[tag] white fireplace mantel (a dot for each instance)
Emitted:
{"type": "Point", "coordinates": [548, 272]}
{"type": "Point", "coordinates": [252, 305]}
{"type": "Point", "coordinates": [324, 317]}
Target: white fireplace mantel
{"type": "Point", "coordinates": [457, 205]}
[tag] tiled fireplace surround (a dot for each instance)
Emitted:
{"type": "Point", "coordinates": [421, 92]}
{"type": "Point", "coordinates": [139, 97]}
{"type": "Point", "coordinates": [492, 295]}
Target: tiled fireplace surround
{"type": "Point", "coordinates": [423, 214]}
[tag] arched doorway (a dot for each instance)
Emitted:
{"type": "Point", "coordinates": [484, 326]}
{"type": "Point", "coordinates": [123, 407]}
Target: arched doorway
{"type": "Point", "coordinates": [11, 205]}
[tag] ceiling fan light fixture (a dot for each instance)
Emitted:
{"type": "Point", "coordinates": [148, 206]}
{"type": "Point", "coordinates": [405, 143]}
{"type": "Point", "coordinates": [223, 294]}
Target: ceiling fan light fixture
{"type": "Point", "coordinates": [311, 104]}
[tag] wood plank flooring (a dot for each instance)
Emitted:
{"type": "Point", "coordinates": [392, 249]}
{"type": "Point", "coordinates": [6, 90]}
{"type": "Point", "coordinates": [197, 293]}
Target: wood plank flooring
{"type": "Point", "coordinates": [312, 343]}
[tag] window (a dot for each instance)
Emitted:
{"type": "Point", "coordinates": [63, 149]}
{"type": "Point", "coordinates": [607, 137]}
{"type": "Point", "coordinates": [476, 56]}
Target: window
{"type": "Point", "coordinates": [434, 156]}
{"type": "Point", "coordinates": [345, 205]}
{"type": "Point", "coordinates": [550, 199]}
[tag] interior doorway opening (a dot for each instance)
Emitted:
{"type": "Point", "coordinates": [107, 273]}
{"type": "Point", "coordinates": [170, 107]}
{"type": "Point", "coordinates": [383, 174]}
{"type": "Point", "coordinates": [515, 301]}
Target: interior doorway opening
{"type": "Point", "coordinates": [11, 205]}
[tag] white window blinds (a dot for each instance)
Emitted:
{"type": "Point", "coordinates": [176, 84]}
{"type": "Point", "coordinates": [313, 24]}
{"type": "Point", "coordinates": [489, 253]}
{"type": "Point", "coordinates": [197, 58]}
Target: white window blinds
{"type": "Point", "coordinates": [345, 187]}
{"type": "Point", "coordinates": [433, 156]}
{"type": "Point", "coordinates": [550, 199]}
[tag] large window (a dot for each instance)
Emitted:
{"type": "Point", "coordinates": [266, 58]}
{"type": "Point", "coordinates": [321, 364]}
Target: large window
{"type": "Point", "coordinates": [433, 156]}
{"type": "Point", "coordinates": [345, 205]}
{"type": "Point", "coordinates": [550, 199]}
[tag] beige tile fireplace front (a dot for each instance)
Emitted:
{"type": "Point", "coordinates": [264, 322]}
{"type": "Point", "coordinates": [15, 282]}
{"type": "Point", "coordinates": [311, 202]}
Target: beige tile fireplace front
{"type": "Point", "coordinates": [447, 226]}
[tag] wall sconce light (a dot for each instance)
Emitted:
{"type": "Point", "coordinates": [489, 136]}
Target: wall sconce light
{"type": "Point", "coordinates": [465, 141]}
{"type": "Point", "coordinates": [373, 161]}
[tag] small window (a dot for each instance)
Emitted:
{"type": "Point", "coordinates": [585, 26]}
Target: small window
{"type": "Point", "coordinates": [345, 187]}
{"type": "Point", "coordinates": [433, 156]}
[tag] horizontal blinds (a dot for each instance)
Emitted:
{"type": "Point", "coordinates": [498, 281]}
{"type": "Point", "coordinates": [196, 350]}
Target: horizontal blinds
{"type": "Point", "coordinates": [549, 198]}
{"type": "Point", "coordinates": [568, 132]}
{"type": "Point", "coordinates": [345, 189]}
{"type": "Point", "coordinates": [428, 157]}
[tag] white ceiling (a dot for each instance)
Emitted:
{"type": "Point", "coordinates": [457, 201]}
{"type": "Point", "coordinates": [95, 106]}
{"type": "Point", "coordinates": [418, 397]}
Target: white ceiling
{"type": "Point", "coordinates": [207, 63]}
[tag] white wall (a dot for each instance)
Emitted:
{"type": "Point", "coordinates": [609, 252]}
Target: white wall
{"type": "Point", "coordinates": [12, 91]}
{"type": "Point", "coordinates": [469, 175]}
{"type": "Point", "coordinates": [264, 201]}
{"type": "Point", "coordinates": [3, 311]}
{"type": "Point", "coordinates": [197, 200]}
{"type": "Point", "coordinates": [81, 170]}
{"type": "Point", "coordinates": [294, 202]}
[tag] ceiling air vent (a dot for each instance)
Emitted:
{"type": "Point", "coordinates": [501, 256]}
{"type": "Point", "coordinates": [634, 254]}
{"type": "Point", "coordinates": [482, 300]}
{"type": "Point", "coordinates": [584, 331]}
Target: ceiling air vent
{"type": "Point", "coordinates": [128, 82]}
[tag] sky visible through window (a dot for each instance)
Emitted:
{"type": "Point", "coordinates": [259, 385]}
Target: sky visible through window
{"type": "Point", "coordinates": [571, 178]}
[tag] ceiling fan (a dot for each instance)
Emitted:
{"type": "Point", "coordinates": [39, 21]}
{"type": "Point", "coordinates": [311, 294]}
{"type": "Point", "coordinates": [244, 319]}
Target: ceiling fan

* [Instructions for the task]
Give all the records again. Match them exactly.

* [Result for this exercise]
[tag] white fireplace mantel (a dot for each instance)
Emitted:
{"type": "Point", "coordinates": [548, 272]}
{"type": "Point", "coordinates": [252, 305]}
{"type": "Point", "coordinates": [324, 317]}
Target: white fireplace mantel
{"type": "Point", "coordinates": [457, 205]}
[tag] tiled fireplace surround (a dot for each instance)
Emitted:
{"type": "Point", "coordinates": [421, 92]}
{"type": "Point", "coordinates": [139, 97]}
{"type": "Point", "coordinates": [492, 295]}
Target: tiled fireplace surround
{"type": "Point", "coordinates": [423, 214]}
[tag] arched doorway (a dot for each instance)
Emitted:
{"type": "Point", "coordinates": [484, 326]}
{"type": "Point", "coordinates": [123, 407]}
Target: arched doorway
{"type": "Point", "coordinates": [11, 205]}
[tag] ceiling fan light fixture (a dot for each instance)
Emitted:
{"type": "Point", "coordinates": [148, 206]}
{"type": "Point", "coordinates": [405, 143]}
{"type": "Point", "coordinates": [223, 294]}
Target: ceiling fan light fixture
{"type": "Point", "coordinates": [311, 104]}
[tag] wood plank flooring (a dot for each instance)
Emitted:
{"type": "Point", "coordinates": [392, 249]}
{"type": "Point", "coordinates": [6, 90]}
{"type": "Point", "coordinates": [197, 293]}
Target: wood plank flooring
{"type": "Point", "coordinates": [312, 343]}
[tag] window (a dot for each instance)
Emitted:
{"type": "Point", "coordinates": [63, 149]}
{"type": "Point", "coordinates": [607, 137]}
{"type": "Point", "coordinates": [476, 56]}
Target: window
{"type": "Point", "coordinates": [434, 156]}
{"type": "Point", "coordinates": [345, 205]}
{"type": "Point", "coordinates": [550, 199]}
[tag] interior doorway opening (a dot for each instance)
Emitted:
{"type": "Point", "coordinates": [107, 273]}
{"type": "Point", "coordinates": [170, 107]}
{"type": "Point", "coordinates": [383, 174]}
{"type": "Point", "coordinates": [515, 301]}
Target: interior doorway opening
{"type": "Point", "coordinates": [11, 205]}
[tag] white window blinds (a dot for each instance)
Emitted:
{"type": "Point", "coordinates": [176, 84]}
{"type": "Point", "coordinates": [313, 24]}
{"type": "Point", "coordinates": [489, 253]}
{"type": "Point", "coordinates": [197, 58]}
Target: white window blinds
{"type": "Point", "coordinates": [345, 187]}
{"type": "Point", "coordinates": [433, 156]}
{"type": "Point", "coordinates": [550, 199]}
[tag] large window (a dot for each instance)
Emitted:
{"type": "Point", "coordinates": [266, 58]}
{"type": "Point", "coordinates": [321, 364]}
Target: large window
{"type": "Point", "coordinates": [433, 156]}
{"type": "Point", "coordinates": [345, 205]}
{"type": "Point", "coordinates": [550, 199]}
[tag] beige tile fireplace front (a dot for each instance)
Emitted:
{"type": "Point", "coordinates": [264, 322]}
{"type": "Point", "coordinates": [15, 282]}
{"type": "Point", "coordinates": [311, 202]}
Target: beige tile fireplace front
{"type": "Point", "coordinates": [447, 226]}
[tag] wall sconce light (a dot for each instance)
Emitted:
{"type": "Point", "coordinates": [489, 136]}
Target: wall sconce light
{"type": "Point", "coordinates": [465, 141]}
{"type": "Point", "coordinates": [373, 161]}
[tag] small window (a dot for each instance)
Emitted:
{"type": "Point", "coordinates": [585, 26]}
Target: small window
{"type": "Point", "coordinates": [345, 187]}
{"type": "Point", "coordinates": [433, 156]}
[tag] horizontal blinds (a dot for each instance)
Emitted:
{"type": "Point", "coordinates": [498, 281]}
{"type": "Point", "coordinates": [196, 350]}
Target: horizontal blinds
{"type": "Point", "coordinates": [549, 198]}
{"type": "Point", "coordinates": [568, 132]}
{"type": "Point", "coordinates": [345, 189]}
{"type": "Point", "coordinates": [428, 157]}
[tag] white ceiling (a dot for each instance)
Emitted:
{"type": "Point", "coordinates": [457, 201]}
{"type": "Point", "coordinates": [95, 106]}
{"type": "Point", "coordinates": [418, 397]}
Target: white ceiling
{"type": "Point", "coordinates": [207, 63]}
[tag] white wall (a dot for each instance)
Emitted:
{"type": "Point", "coordinates": [609, 252]}
Target: white wall
{"type": "Point", "coordinates": [12, 91]}
{"type": "Point", "coordinates": [469, 175]}
{"type": "Point", "coordinates": [264, 201]}
{"type": "Point", "coordinates": [3, 311]}
{"type": "Point", "coordinates": [197, 200]}
{"type": "Point", "coordinates": [81, 170]}
{"type": "Point", "coordinates": [294, 202]}
[tag] ceiling air vent (a dot for each instance)
Emitted:
{"type": "Point", "coordinates": [501, 256]}
{"type": "Point", "coordinates": [634, 254]}
{"type": "Point", "coordinates": [482, 300]}
{"type": "Point", "coordinates": [584, 331]}
Target: ceiling air vent
{"type": "Point", "coordinates": [128, 82]}
[tag] sky visible through window (a dot for each instance)
Emitted:
{"type": "Point", "coordinates": [259, 385]}
Target: sky visible through window
{"type": "Point", "coordinates": [571, 178]}
[tag] ceiling fan (a dot for each instance)
Emitted:
{"type": "Point", "coordinates": [39, 21]}
{"type": "Point", "coordinates": [311, 294]}
{"type": "Point", "coordinates": [244, 319]}
Target: ceiling fan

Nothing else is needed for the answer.